Among the entries that follow, find every line with the word "target" and copy it.

◇ ◇ ◇ ◇ ◇ ◇ ◇

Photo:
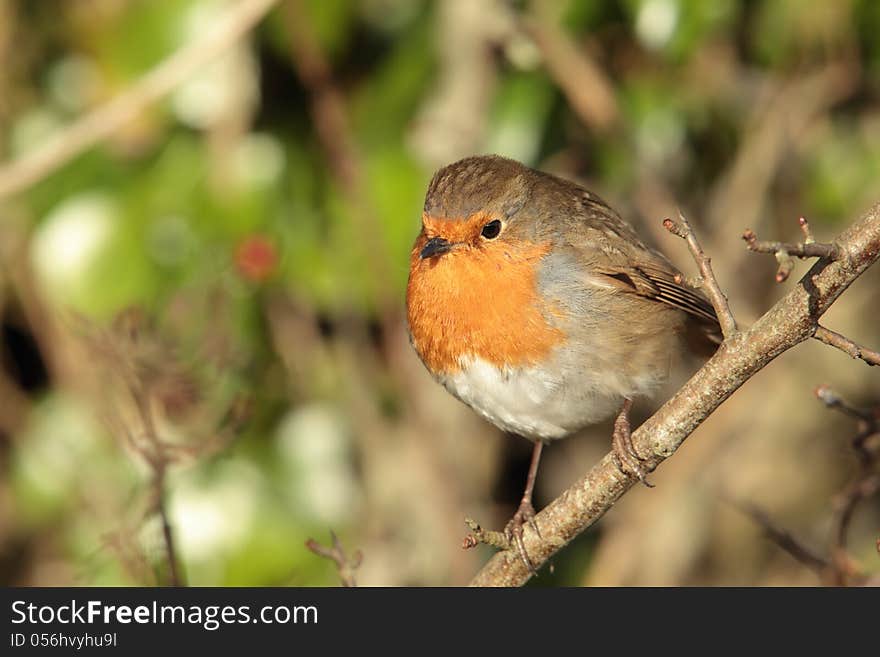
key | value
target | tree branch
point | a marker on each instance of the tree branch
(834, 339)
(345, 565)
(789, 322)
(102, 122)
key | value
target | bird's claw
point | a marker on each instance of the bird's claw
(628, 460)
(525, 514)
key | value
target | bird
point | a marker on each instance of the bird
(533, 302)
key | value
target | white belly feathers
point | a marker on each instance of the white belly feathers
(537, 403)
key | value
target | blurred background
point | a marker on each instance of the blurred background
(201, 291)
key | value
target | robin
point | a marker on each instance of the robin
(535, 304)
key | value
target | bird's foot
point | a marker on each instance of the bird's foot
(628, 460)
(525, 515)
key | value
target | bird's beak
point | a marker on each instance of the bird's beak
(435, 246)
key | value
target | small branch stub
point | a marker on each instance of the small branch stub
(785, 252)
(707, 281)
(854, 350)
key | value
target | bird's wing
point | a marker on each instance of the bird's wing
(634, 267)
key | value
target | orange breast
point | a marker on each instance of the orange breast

◇ ◇ ◇ ◇ ◇ ◇ ◇

**Answer section**
target | tree branch
target | bird's claw
target | bird
target | white belly feathers
target | blurred background
target | robin
target | bird's foot
target | bird's beak
target | small branch stub
target | bird's wing
target | orange breast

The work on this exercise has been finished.